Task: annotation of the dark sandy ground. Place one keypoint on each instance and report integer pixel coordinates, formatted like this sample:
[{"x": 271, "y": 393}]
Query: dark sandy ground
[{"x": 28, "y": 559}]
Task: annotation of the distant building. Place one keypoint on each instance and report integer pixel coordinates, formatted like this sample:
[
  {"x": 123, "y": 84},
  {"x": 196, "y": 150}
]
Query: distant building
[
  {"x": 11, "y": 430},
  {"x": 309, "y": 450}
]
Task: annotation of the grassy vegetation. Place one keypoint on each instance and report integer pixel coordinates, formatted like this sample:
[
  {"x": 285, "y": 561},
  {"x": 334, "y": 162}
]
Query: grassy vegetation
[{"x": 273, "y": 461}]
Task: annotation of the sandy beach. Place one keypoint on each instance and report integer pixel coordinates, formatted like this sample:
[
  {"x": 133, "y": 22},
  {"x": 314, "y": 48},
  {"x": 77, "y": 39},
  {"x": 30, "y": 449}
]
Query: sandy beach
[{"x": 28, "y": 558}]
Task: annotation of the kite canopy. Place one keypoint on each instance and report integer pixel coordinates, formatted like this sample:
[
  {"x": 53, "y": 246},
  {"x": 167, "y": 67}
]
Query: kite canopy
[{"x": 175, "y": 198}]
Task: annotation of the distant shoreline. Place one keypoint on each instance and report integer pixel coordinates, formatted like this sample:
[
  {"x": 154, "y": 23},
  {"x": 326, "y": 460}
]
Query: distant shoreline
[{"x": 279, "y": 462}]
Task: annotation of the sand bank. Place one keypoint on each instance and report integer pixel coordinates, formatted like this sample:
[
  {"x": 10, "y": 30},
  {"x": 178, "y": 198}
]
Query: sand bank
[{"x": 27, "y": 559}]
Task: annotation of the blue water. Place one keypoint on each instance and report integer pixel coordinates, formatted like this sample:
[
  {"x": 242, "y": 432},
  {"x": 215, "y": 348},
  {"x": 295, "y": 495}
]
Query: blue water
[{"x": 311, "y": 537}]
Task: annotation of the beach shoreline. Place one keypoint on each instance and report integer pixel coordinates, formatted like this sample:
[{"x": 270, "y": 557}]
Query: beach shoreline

_ _ _ _

Problem requirements
Copy out the material in its entirety. Keep it exact.

Reply
Task: annotation of the dark sandy ground. Place one keypoint on each instance and report integer pixel coordinates, formatted like this sample:
[{"x": 271, "y": 393}]
Query: dark sandy ground
[{"x": 28, "y": 559}]
Task: annotation of the distant building. Place one keypoint on each instance and report integer pixel coordinates, formatted like this sample:
[
  {"x": 123, "y": 84},
  {"x": 196, "y": 150}
]
Query: distant building
[
  {"x": 11, "y": 430},
  {"x": 309, "y": 450}
]
Task: annotation of the grassy vegetation. Place one keypoint on each instance and report integer pixel coordinates, formatted like this sample:
[
  {"x": 285, "y": 561},
  {"x": 334, "y": 162}
]
Query: grassy vegetation
[{"x": 273, "y": 461}]
Task: annotation of the sandy beach. Place one keypoint on each instance and report integer pixel coordinates, formatted like this sample:
[
  {"x": 133, "y": 22},
  {"x": 314, "y": 48},
  {"x": 77, "y": 39},
  {"x": 30, "y": 449}
]
Query: sandy beach
[{"x": 28, "y": 558}]
Task: annotation of the kite canopy. Place one keypoint on each instance and report integer pixel coordinates, formatted like this sample:
[
  {"x": 53, "y": 246},
  {"x": 167, "y": 67}
]
Query: kite canopy
[{"x": 175, "y": 198}]
Task: annotation of the distant shoreline. Place one keypoint on each instance and report integer pixel coordinates, formatted like this sample:
[
  {"x": 154, "y": 23},
  {"x": 326, "y": 460}
]
Query: distant shoreline
[{"x": 279, "y": 462}]
Task: annotation of the sand bank. Place one keypoint on each instance and report integer pixel coordinates, formatted like this sample:
[
  {"x": 10, "y": 30},
  {"x": 178, "y": 198}
]
Query: sand bank
[{"x": 27, "y": 559}]
Task: annotation of the blue water. Place one keypoint on each instance and report integer pixel coordinates, formatted like this sample:
[
  {"x": 242, "y": 432},
  {"x": 215, "y": 348},
  {"x": 295, "y": 495}
]
Query: blue water
[{"x": 311, "y": 537}]
Task: annotation of the beach shoreline. Place one keypoint on each instance and report integer pixel coordinates, formatted like this sample:
[{"x": 270, "y": 557}]
Query: beach shoreline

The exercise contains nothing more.